Given entries
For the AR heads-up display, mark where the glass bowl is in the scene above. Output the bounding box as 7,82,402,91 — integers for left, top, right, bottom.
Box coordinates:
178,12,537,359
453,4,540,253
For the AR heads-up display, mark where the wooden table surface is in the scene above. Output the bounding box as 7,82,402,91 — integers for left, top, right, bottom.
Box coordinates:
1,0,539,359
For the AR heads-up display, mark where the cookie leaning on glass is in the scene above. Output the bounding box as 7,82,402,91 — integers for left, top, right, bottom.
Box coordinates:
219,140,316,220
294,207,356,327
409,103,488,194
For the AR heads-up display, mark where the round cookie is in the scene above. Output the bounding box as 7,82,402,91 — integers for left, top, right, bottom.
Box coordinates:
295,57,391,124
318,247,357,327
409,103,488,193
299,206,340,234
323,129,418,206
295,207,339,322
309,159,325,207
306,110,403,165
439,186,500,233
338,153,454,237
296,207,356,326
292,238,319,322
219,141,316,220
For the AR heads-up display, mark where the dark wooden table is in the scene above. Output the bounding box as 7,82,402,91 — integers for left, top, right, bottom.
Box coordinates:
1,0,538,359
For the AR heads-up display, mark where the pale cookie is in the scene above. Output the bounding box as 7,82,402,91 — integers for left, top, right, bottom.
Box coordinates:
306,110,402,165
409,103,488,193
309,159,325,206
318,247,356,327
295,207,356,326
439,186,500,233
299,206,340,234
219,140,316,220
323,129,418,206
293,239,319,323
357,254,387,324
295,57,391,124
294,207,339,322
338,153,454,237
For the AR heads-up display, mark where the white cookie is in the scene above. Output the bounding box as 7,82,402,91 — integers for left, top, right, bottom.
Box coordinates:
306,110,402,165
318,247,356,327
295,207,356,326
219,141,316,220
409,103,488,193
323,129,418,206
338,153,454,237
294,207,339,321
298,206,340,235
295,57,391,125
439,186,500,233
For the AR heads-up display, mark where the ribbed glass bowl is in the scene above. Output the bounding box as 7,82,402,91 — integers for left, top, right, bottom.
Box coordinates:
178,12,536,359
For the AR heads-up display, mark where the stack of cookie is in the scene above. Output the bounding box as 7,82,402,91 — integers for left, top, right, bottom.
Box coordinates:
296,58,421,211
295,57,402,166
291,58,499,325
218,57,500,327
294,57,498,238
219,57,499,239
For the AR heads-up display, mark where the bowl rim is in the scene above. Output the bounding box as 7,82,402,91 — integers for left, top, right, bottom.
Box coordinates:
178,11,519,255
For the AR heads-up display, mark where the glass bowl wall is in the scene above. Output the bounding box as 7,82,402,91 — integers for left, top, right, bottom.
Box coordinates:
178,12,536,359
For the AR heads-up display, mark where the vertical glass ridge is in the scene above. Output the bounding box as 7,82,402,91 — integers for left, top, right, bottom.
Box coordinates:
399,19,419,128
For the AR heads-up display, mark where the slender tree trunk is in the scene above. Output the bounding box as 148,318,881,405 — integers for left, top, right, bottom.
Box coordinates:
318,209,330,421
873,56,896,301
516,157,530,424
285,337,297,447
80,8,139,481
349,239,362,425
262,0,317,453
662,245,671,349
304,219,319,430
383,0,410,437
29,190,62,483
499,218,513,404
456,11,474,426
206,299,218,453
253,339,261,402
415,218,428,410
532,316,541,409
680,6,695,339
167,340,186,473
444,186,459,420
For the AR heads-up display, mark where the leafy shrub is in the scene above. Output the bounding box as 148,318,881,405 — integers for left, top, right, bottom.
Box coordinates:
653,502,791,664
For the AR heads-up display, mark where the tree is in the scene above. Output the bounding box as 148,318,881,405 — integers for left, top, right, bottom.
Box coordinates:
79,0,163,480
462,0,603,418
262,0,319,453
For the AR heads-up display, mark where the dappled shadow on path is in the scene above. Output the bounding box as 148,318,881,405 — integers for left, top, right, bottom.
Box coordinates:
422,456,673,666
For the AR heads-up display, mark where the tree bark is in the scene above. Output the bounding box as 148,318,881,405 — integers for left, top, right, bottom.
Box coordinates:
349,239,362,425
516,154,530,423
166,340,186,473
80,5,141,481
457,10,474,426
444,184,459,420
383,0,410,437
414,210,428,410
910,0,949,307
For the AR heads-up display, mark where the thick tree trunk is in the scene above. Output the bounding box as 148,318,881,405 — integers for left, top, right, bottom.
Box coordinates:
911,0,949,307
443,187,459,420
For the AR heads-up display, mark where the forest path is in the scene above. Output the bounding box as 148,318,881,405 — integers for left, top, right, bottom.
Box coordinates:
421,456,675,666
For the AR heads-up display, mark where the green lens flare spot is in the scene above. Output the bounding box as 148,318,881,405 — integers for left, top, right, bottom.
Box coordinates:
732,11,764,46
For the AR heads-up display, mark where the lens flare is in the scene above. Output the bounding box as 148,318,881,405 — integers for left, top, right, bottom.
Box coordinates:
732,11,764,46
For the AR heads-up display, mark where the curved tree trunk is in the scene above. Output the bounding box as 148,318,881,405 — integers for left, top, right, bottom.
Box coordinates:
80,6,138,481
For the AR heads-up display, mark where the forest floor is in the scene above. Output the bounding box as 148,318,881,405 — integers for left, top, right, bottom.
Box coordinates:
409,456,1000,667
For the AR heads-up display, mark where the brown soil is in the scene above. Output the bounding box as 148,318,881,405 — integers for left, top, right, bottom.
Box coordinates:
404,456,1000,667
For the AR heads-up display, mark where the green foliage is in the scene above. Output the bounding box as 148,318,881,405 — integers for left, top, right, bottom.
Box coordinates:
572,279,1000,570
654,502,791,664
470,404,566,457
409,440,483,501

Activity
For every line above that holds the word "forest", report the whole line.

Expected answer
For the AR heads-up display, mark where the forest path is in the scene above. Output the bounding box as 148,318,881,405 — integers for left, top, right, bottom.
For the AR heads-up display, mark where the forest floor is in the scene above. Output the bounding box as 148,318,881,405 — integers for left, top, right, bottom.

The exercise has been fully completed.